_REQUESTS_
1. Answer these questions about the message:
(a) On what date and at what time was the message sent?
(b) According to Eric W. Biederman, how many superblocks did he expect per map, and when would the map be specified?
(c) What does Alexei Starovoitov say having an sb per map would also mean?
2. Rewrite the message from "In-Reply-To: <87y4f2io9l.fsf@x220.int.ebiederm.org>" up to and including "not implementing that.", swapping "superblock" for "filesystem instance".

_SOURCE_

From: Alexei Starovoitov <ast@plumgrid.com>
To: "Eric W. Biederman" <ebiederm@xmission.com>
Cc: Daniel Borkmann <daniel@iogearbox.net>,
Hannes Frederic Sowa <hannes@stressinduktion.org>,
davem@davemloft.net, viro@ZenIV.linux.org.uk, tgraf@suug.ch,
netdev@vger.kernel.org, linux-kernel@vger.kernel.org,
Alexei Starovoitov <ast@kernel.org>
Subject: Re: [PATCH net-next 3/4] bpf: add support for persistent maps/progs
Date: Fri, 16 Oct 2015 13:56:58 -0700 [thread overview]
Message-ID: <5621649A.80403@plumgrid.com> (raw)
In-Reply-To: <87y4f2io9l.fsf@x220.int.ebiederm.org>
On 10/16/15 12:53 PM, Eric W. Biederman wrote:
> Alexei Starovoitov <ast@plumgrid.com> writes:
>
>> On 10/16/15 11:41 AM, Eric W. Biederman wrote:
> [...]
>>> I am missing something.
>>>
>>> When I suggested using a filesystem it was my thought there would be
>>> exactly one superblock per map, and the map would be specified at mount
>>> time. You clearly are not implementing that.
>>
>> I don't think it's practical to have sb per map, since that would mean
>> sb per prog and that won't scale.
>
> What do you mean won't scale? You want to have a name per map/prog so the
> basic complexity appears the same. Is there some crucial interaction
> between the persistent dodads you are placing on a filesystem that I am
> missing?
>
> Given the fact you don't normally need any persistence without a program
> I am puzzled why "scaling" is an issue of any kind. This is for a
> comparitively rare case if I am not mistaken.

(Records from a collection)
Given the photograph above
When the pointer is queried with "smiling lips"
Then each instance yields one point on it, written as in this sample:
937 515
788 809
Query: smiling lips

_OUTPUTS BY TASK_
1.
(a) Fri, 16 Oct 2015 13:56:58 -0700
(b) Exactly one superblock per map, with the map specified at mount time.
(c) It would mean an sb per prog, which won't scale.

2.
In-Reply-To: <87y4f2io9l.fsf@x220.int.ebiederm.org>
On 10/16/15 12:53 PM, Eric W. Biederman wrote:
> Alexei Starovoitov <ast@plumgrid.com> writes:
>
>> On 10/16/15 11:41 AM, Eric W. Biederman wrote:
> [...]
>>> I am missing something.
>>>
>>> When I suggested using a filesystem it was my thought there would be
>>> exactly one filesystem instance per map, and the map would be specified at mount
>>> time. You clearly are not implementing that.